[start of DATA SUPPLIED]
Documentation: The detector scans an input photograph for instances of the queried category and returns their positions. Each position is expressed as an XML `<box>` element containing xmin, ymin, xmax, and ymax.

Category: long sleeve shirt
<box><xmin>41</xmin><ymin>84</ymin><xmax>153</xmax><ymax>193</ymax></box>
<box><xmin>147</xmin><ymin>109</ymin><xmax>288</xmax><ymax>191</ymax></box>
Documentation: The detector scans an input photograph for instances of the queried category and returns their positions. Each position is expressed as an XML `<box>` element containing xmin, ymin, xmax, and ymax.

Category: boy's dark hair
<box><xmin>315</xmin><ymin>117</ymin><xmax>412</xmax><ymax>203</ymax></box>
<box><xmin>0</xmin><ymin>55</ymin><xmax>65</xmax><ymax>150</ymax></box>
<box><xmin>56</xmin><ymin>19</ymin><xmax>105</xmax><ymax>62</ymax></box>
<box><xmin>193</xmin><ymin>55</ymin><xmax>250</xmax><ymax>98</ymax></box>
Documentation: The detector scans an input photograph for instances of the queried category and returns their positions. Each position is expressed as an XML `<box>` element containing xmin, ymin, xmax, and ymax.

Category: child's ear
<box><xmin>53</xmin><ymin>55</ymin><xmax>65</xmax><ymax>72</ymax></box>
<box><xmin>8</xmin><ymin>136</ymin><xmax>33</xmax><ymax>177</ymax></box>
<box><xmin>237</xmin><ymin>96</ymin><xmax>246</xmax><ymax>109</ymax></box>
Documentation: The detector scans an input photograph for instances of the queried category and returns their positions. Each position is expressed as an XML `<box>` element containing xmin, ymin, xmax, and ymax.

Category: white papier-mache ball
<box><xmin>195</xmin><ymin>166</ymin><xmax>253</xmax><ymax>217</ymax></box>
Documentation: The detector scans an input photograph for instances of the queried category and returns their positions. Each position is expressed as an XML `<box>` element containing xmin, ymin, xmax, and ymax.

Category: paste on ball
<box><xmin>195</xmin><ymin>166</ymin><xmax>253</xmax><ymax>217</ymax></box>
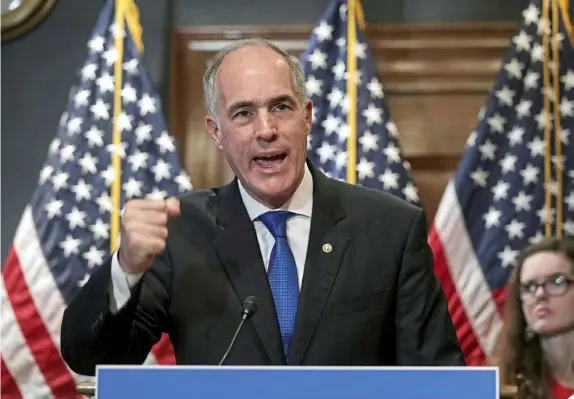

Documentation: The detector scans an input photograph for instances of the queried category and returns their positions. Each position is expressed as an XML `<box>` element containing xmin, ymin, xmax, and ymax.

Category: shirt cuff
[end of DATA SUPPLIED]
== GOAL ==
Copy the listing above word for word, covering every line from start to finish, but omit the pictures.

== WRITTEN SOLUTION ==
Documentation: The detector scans an input photograph for instances of the queried category and returns their positions. Each position is expressed as an XML `<box>` element containing xmin, ymin, xmax, and ymax.

Category: long sleeve shirt
<box><xmin>41</xmin><ymin>84</ymin><xmax>153</xmax><ymax>193</ymax></box>
<box><xmin>147</xmin><ymin>109</ymin><xmax>288</xmax><ymax>191</ymax></box>
Documentation: The detector scans an input photograph for instances of the queried category and returns their positions. Each position is expressed as an XML `<box>` element containing xmin, ymin, xmax, and ymax.

Category: boy's dark hair
<box><xmin>315</xmin><ymin>117</ymin><xmax>412</xmax><ymax>203</ymax></box>
<box><xmin>0</xmin><ymin>55</ymin><xmax>65</xmax><ymax>150</ymax></box>
<box><xmin>56</xmin><ymin>19</ymin><xmax>105</xmax><ymax>62</ymax></box>
<box><xmin>193</xmin><ymin>55</ymin><xmax>250</xmax><ymax>98</ymax></box>
Documentation: The detector scans an input photograph for instances of the queried category and returns their positions. Each position is expressed as an XML `<box>` element containing xmin, ymin, xmax, and ymax.

Category: child's ear
<box><xmin>53</xmin><ymin>55</ymin><xmax>65</xmax><ymax>72</ymax></box>
<box><xmin>8</xmin><ymin>136</ymin><xmax>33</xmax><ymax>177</ymax></box>
<box><xmin>237</xmin><ymin>96</ymin><xmax>246</xmax><ymax>109</ymax></box>
Documentation: The detector scans an input photograph for instances of the queried category and returns their positions. Each position is expressed as an XML `<box>` element containing xmin, ymin, xmax, and ymax.

Category: white papier-mache ball
<box><xmin>195</xmin><ymin>166</ymin><xmax>253</xmax><ymax>217</ymax></box>
Documentation: The detector scans an input photograph for instances of the queried category and returns their positions. Each position is expressed as an XML `<box>` element containing xmin, ymin, xmax, and ymax.

Category: paste on ball
<box><xmin>195</xmin><ymin>166</ymin><xmax>253</xmax><ymax>217</ymax></box>

Documentation: The detector scans an input photograph for instances of the queried category and returns their positions. Each position is expressed as an XML `<box>` element containing xmin, ymin, xmax, and ymax.

Category: shirt cuff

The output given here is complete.